# START OF Task material
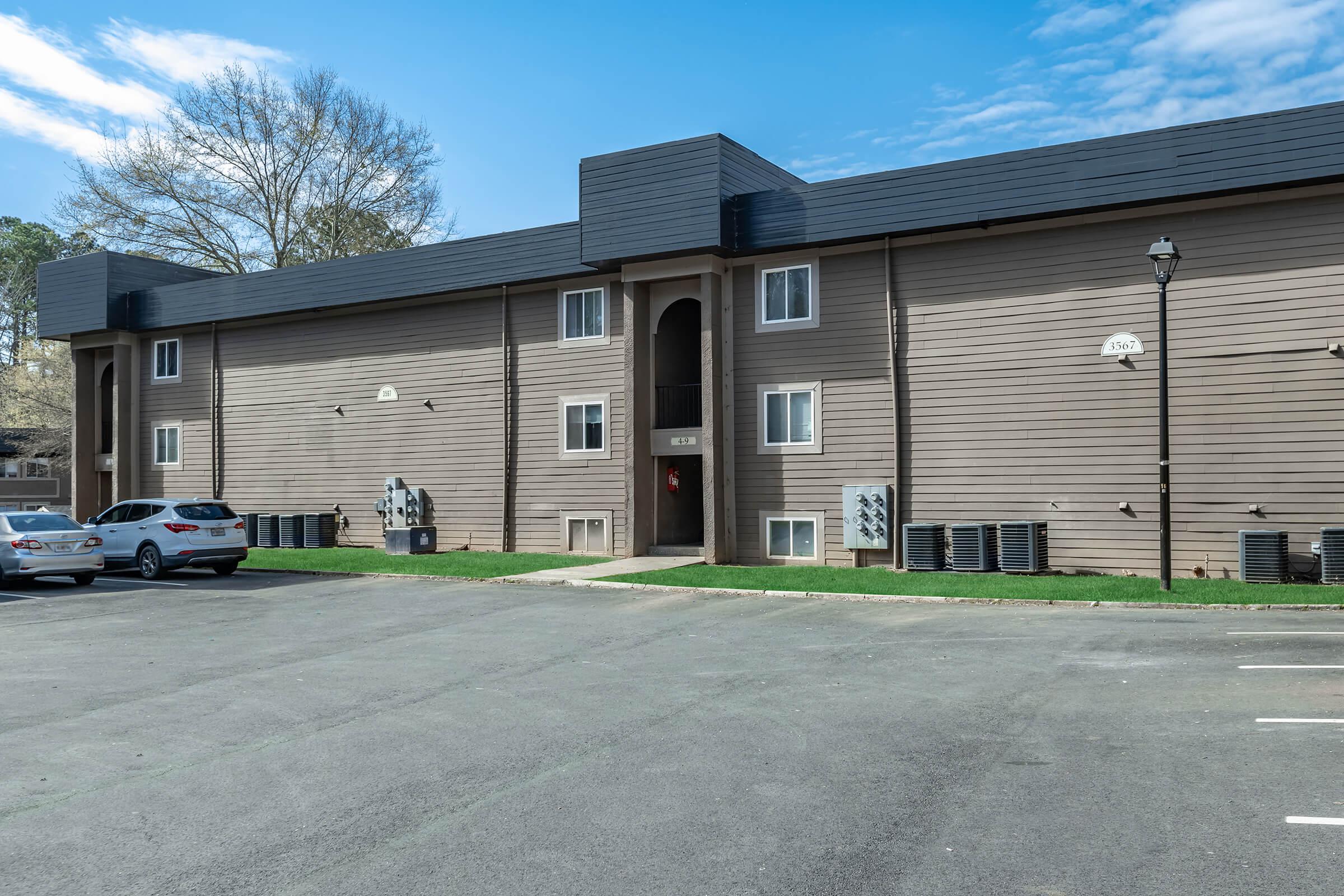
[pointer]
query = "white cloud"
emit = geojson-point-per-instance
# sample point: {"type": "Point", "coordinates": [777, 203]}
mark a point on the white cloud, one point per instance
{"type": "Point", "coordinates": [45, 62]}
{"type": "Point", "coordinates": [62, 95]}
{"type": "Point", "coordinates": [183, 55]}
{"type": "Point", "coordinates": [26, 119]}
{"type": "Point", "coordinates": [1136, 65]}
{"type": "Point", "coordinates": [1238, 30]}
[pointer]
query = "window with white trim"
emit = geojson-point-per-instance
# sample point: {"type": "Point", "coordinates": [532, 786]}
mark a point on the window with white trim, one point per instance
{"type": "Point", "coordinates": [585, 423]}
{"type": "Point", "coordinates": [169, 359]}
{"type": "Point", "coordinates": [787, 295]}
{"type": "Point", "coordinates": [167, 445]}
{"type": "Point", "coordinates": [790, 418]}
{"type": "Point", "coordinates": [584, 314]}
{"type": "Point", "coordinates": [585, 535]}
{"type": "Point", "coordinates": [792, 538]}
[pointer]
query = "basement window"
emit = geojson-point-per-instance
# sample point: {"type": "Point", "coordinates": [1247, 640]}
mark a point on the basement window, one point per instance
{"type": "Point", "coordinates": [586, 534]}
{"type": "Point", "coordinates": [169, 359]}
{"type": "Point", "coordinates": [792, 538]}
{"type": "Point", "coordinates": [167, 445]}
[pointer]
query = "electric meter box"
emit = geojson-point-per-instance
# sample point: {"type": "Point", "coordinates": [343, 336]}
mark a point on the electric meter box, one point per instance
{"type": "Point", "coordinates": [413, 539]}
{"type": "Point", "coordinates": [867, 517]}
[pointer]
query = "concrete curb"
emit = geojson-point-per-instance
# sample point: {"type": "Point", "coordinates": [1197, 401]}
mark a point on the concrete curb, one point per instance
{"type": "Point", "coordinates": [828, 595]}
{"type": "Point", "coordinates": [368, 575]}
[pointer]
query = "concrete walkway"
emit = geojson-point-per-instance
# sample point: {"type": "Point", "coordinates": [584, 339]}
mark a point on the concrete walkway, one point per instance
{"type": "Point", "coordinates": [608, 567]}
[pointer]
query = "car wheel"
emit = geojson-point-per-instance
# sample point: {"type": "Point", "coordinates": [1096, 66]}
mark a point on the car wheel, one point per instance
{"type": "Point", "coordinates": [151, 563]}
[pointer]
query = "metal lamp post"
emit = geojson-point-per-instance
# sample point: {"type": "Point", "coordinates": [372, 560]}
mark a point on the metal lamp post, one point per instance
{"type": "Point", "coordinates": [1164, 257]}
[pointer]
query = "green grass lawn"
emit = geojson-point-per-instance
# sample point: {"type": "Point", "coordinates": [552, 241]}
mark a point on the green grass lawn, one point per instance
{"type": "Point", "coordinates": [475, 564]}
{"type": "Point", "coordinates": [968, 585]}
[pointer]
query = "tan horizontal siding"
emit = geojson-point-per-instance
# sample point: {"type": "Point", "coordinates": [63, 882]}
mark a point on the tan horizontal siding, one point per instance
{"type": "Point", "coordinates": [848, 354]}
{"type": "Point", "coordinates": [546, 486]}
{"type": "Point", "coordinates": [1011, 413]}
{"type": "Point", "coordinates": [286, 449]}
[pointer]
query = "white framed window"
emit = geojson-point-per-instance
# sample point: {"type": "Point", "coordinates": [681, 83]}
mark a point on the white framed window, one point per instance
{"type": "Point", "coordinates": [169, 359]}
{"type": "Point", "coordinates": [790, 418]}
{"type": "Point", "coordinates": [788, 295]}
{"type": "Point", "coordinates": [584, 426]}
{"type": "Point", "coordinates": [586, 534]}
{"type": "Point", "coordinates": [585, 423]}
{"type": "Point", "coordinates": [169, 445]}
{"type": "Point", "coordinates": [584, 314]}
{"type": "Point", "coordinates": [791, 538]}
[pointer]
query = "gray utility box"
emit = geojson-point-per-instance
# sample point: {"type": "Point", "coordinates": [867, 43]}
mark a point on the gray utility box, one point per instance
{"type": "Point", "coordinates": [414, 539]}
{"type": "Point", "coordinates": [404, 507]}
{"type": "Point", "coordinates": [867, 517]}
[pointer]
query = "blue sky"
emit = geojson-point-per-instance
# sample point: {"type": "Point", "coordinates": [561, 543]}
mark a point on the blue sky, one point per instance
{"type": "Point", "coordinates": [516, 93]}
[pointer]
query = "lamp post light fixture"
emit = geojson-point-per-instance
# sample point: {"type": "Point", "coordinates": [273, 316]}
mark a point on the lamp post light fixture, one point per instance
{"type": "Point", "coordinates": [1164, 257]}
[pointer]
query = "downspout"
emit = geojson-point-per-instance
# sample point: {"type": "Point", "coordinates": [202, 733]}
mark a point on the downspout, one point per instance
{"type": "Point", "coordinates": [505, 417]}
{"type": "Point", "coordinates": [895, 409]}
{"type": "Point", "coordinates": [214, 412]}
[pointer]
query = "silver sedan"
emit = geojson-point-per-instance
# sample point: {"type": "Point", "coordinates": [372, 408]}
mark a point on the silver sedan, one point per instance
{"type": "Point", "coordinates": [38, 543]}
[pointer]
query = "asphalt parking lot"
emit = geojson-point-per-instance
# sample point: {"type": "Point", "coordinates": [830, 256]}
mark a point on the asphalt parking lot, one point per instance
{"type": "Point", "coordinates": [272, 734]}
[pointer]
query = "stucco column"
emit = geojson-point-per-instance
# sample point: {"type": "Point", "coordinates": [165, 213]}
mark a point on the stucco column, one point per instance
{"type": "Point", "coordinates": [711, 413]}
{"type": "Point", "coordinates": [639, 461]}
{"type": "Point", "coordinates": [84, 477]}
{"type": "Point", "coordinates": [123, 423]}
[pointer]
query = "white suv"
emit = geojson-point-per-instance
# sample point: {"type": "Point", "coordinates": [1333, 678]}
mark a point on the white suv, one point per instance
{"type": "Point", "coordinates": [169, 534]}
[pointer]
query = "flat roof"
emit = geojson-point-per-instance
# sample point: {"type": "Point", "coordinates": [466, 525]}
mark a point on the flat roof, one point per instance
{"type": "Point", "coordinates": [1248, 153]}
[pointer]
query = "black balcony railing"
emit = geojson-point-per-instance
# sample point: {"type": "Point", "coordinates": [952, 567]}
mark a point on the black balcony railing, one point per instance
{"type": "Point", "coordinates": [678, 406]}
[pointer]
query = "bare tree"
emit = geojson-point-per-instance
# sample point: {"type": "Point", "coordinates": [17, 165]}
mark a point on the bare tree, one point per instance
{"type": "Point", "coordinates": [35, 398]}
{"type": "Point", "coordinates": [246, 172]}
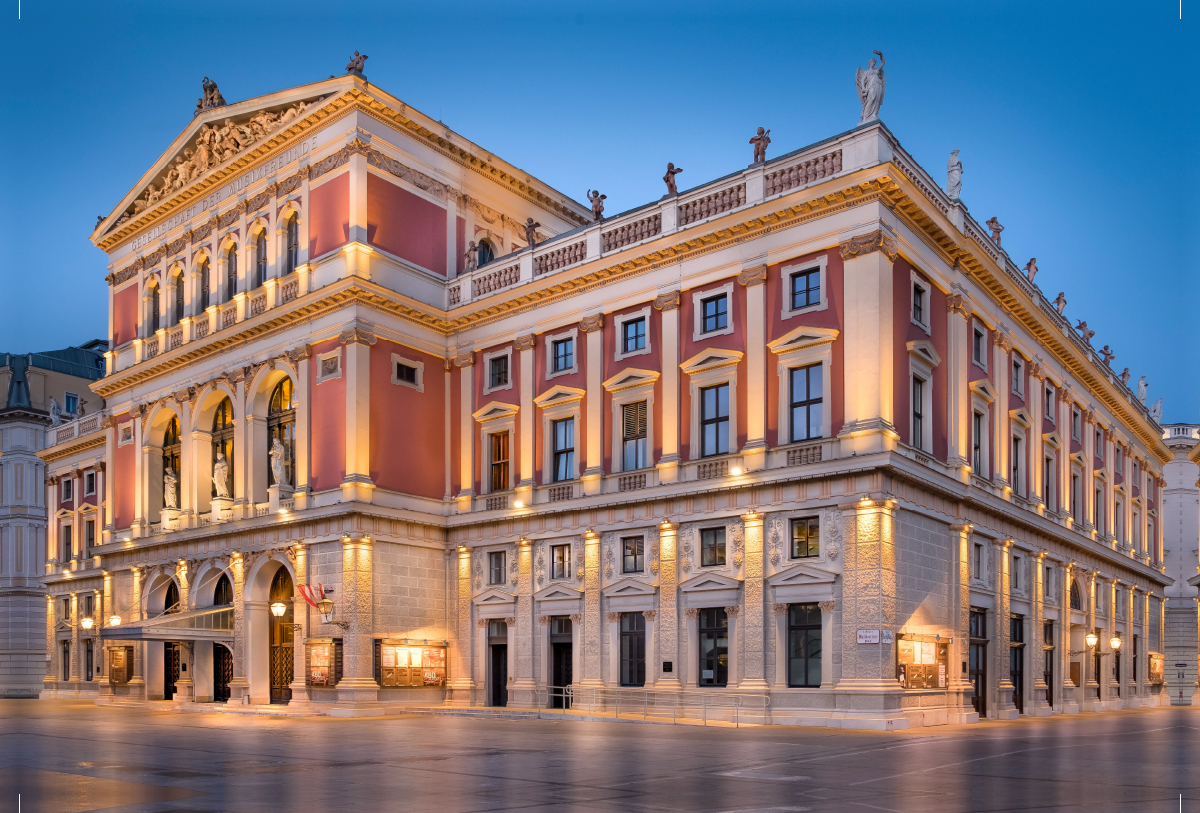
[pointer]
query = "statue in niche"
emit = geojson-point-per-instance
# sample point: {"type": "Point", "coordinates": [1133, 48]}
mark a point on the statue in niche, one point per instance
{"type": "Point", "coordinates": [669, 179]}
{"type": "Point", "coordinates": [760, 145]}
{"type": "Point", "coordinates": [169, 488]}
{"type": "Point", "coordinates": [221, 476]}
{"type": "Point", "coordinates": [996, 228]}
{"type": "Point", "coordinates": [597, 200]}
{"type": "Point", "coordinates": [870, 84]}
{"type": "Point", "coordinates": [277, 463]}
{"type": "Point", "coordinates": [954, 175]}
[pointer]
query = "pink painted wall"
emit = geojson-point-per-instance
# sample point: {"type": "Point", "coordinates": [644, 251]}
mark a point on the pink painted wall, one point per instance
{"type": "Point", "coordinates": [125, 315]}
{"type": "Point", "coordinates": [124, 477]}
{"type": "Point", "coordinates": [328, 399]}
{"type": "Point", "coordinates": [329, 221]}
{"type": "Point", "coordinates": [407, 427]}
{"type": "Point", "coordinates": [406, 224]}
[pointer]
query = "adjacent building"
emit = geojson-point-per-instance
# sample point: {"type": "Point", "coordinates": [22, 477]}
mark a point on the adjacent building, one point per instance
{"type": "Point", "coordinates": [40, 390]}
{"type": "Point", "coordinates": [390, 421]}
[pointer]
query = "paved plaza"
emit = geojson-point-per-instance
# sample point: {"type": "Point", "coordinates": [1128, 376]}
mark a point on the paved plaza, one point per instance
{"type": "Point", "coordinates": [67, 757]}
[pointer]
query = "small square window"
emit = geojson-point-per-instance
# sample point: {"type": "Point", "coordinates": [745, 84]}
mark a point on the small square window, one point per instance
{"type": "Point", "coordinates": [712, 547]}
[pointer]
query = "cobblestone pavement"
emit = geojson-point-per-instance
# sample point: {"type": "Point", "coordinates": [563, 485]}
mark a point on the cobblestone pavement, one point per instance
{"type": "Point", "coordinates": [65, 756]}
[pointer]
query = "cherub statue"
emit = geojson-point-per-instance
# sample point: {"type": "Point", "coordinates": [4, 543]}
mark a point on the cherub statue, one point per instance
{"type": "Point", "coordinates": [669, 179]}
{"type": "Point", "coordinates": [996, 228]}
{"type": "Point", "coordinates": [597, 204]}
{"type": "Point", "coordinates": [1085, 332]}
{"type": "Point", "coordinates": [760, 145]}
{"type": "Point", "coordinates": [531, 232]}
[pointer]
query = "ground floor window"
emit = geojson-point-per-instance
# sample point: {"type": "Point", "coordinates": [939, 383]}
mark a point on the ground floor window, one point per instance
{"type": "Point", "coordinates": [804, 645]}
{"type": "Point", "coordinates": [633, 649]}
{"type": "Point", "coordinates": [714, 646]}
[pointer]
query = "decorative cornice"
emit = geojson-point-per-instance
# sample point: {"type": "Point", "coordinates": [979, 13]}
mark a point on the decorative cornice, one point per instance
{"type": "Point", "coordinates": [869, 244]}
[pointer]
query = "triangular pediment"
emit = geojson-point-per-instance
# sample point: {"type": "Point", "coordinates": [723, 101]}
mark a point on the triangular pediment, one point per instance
# END OF Task material
Locate every line in the rows above that contains the string "cherub" and copy each one out. Case counts.

query = "cherub statue"
mark a point on the cherub statue, one point per instance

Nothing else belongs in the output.